━━━ Page extract ━━━

While there is so much about Sam’s life that is BETTER now – he’s not in any pain.  Right off the bat – that is the biggest and most amazing improvement since the accident.  Nothing hurts now.  But there are two lingering after-affects of the accident, and they aren’t going away.

The first is obviously his vision.  He’s legally blind, and it impacts him in a lot of different ways. He’s adjusted to it so well, so well that it’s hard sometimes to remember that he can’t see that much in front of him.  But the reality is that he is still seriously visually impaired, and while I think it’s improving, slowly, slowly, slowly – you could make compelling argument that it isn’t improving, it’s just that he’s getting better at handling it, and adjusting to the disability.

The other problem is his sense of taste.  He was on a really strong medication, diamox, immediately after the diagnosis, and the bitter irony is that it didn’t appear to work at all at what we needed it to do.  It was supposed to reduce the pressure, and it didn’t.  Which is what led to the possibly permanent damage to his optic nerves.  What it did was kill his sense of taste.  It got worse and worse, until eventually he went eleven days without eating any solid food.

We were able to take him off the meds post-surgery, and his neurologist confirmed that his taste buds were essentially destroyed by the medicine.  They’ll regenerate – but she predicted that it would be better within six to eight weeks.  We’re going on on six to eight months now, and food is still an enormous issue for him.  There’s psychological trauma we’re dealing with – on several fronts.  Academically, because he was already dealing with some massive anxiety and school based phobia prior to the accident, and then the accident happened, which led to a whole other level of trauma and medical fears.  Added onto that, dealing with a disability and losing the ability to eat…

Suffice it to say – he’s got a lot to work through.  The food is the most immediate and most obvious – and in some ways the most challenging.  He’s so much better – it’s moved from him eating nothing at all, to him being my pickiest eater.  There are a LOT of things that he’ll eat now, but he doesn’t LOVE to eat the way that he used to.  And what he does is find one thing that he likes, and eats that, only that, every day for three weeks or so.  Then there’s this panic for an afternoon or a full day, where he’s sick of whatever that food is, and has no idea what he’ll eat next.

That’s what today was… and it was hard.  He wasn’t furious or raging, he was just sad and scared.  We got thru it, and he agreed to try a bowl of cheerios.  He loved it, and had two more bowls after that, so we’re safe for another couple of weeks.  He can eat a wider variety of things, and I just have to keep reminding him, and reassuring him that he’s okay, there is a whole list of things that he can eat and enjoy.

But for today – he’ll eat cheerios.  And life is good.

━━━

Please answer these from the post about Sam's recovery:
(a) What medication was Sam on immediately after the diagnosis?
(b) Within what time did his neurologist predict his sense of taste would be better?
(c) What did he agree to try today?

━━━ Listed entries ━━━

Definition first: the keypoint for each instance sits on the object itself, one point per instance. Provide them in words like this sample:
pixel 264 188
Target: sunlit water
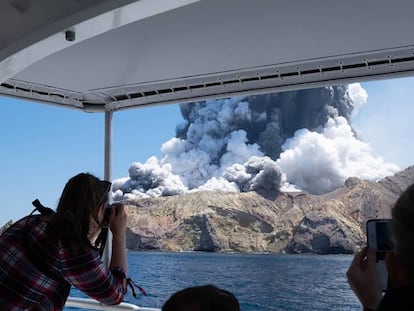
pixel 260 282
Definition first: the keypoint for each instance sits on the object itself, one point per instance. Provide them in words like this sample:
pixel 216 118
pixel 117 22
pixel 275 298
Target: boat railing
pixel 87 303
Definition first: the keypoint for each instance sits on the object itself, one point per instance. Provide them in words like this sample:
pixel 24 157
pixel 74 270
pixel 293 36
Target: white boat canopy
pixel 105 55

━━━

#### Task solution:
(a) Diamox
(b) Six to eight weeks
(c) A bowl of cheerios